[Reading text — start]

India's reputation as an emerging world power has already taken a hefty beating with the seemingly doomed Commonwealth Games. Now its scientific reputation is under threat too. This week, a much-anticipated report on GM crops released by India's top six science academies, which advocated the introduction of GM brinjal (aubergine), turns out to contain several lines plagiarised from two reports by GM advocate Anand Kumar, at the National Research Centre on Plant Biotechnology in Delhi, India.

Yesterday, Indian environment minister Jairam Ramesh rejected the report, saying it "lacked scientific rigour". Earlier this year, Ramesh had put a moratorium on the commercial release of Bt brinjal, modified to produce a protein from the Bacillus thuringiensis (Bt) bacterium that is toxic to insect pests, until its safety to human health and the environment had been established.

If approved, Bt brinjal would be India's first GM food crop. But it doesn't look like the moratorium will be lifted any time soon. Ramesh told Indian newspapers yesterday that "my idea of referring the GM crops to academics was to get a view of the larger scientific community but not the view of one Anand Kumar which I knew even before the moratorium was put on Bt brinjal".

Kumar, who is developing his own variety of Bt brinjal, certainly seems to be at the centre of this mess.

[Reading text — finish]
[Available data — start]

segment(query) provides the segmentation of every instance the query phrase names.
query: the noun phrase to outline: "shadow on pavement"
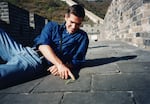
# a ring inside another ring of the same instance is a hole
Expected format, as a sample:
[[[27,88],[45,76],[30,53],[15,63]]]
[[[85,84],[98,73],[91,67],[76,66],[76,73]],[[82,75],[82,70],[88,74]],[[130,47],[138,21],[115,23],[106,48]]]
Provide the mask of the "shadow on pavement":
[[[130,59],[134,59],[136,57],[137,57],[137,55],[91,59],[91,60],[87,60],[83,67],[99,66],[99,65],[116,62],[116,61],[130,60]]]
[[[131,60],[131,59],[134,59],[136,57],[137,57],[137,55],[130,55],[130,56],[122,56],[122,57],[108,57],[108,58],[99,58],[99,59],[86,60],[86,62],[80,68],[80,70],[82,70],[82,68],[109,64],[109,63],[113,63],[113,62],[116,62],[116,61]],[[73,70],[72,71],[72,73],[74,74],[76,79],[79,78],[80,70]]]

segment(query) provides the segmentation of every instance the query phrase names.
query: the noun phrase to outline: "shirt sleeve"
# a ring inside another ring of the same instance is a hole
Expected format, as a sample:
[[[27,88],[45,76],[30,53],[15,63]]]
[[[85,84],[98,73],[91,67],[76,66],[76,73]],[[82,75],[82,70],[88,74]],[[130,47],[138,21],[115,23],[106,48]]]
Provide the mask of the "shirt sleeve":
[[[49,22],[43,28],[41,34],[34,39],[35,46],[39,45],[50,45],[51,42],[51,34],[52,34],[52,23]]]
[[[73,67],[75,68],[80,67],[85,62],[85,55],[88,49],[88,45],[89,39],[87,37],[87,34],[85,34],[85,37],[79,40],[78,49],[76,51],[76,54],[73,56],[72,59]]]

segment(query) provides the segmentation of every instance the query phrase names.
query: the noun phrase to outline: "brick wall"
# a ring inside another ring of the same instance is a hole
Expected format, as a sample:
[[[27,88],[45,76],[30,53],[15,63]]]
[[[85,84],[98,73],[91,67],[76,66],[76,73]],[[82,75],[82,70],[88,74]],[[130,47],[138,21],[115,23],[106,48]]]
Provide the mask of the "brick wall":
[[[27,10],[7,2],[0,2],[0,27],[23,45],[33,45],[33,39],[40,34],[45,25],[44,17],[33,15],[33,21],[30,21],[30,13]],[[31,26],[31,22],[34,27]]]
[[[101,39],[150,47],[150,1],[113,0],[104,18]]]

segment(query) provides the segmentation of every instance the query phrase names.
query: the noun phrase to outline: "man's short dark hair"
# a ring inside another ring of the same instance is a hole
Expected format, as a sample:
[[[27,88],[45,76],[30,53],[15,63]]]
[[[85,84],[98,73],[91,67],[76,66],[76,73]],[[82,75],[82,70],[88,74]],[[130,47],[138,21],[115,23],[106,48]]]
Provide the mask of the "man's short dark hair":
[[[77,17],[81,17],[81,18],[85,17],[84,8],[79,4],[72,5],[68,8],[67,14],[71,14],[71,13]]]

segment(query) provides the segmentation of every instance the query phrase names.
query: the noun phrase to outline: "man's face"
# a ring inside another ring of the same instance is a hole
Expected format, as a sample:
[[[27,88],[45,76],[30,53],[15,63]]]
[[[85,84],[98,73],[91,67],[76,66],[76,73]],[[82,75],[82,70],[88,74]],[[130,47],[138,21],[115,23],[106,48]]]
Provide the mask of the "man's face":
[[[74,14],[70,14],[70,15],[66,14],[65,15],[65,21],[66,21],[67,31],[70,34],[73,34],[79,29],[79,27],[83,21],[83,18],[77,17]]]

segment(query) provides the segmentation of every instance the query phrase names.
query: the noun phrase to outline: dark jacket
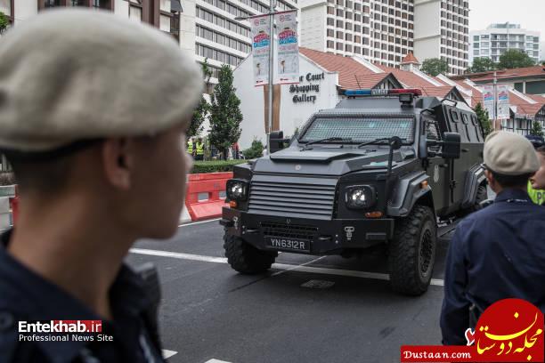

[Available data — finish]

What to do:
• A. Transcribe the stretch of the article on India's GM crop report from "Yesterday, Indian environment" through "of this mess.".
• B. In the article on India's GM crop report, what did Jairam Ramesh say the report lacked?
• C. Supply the next part of the article on India's GM crop report, picking up after its final sentence.

Your responses:
• A.
Yesterday, Indian environment minister Jairam Ramesh rejected the report, saying it "lacked scientific rigour". Earlier this year, Ramesh had put a moratorium on the commercial release of Bt brinjal, modified to produce a protein from the Bacillus thuringiensis (Bt) bacterium that is toxic to insect pests, until its safety to human health and the environment had been established.

If approved, Bt brinjal would be India's first GM food crop. But it doesn't look like the moratorium will be lifted any time soon. Ramesh told Indian newspapers yesterday that "my idea of referring the GM crops to academics was to get a view of the larger scientific community but not the view of one Anand Kumar which I knew even before the moratorium was put on Bt brinjal".

Kumar, who is developing his own variety of Bt brinjal, certainly seems to be at the centre of this mess.

• B. Scientific rigour.

• C.
The Inter-Academy report, which has no citations or references to bolster its credibility, contains several lines (including data) copied verbatim from a report entitled Bt Brinjal: A Pioneering Push that Kumar wrote for Biotech News last December, and another published last year by the Monsanto-funded International Service for the Acquisition of Agri-biotech Applications (ISAAA), to which Kumar had contributed.

Kumar has defended the repetition of identical text, saying that as a member of one of the six academies, his "views were sought by the academies and the paragraphs in question are my inputs to the academies' report".

M. Vijayan, president of the Indian National Science Academy (INSA), which co-authored the report to Ramesh, said that the plagiarism was "unfortunate - we are devastated. This should not have happened". Vijayan told Nature that INSA will issue a statement later today commenting on the issue further.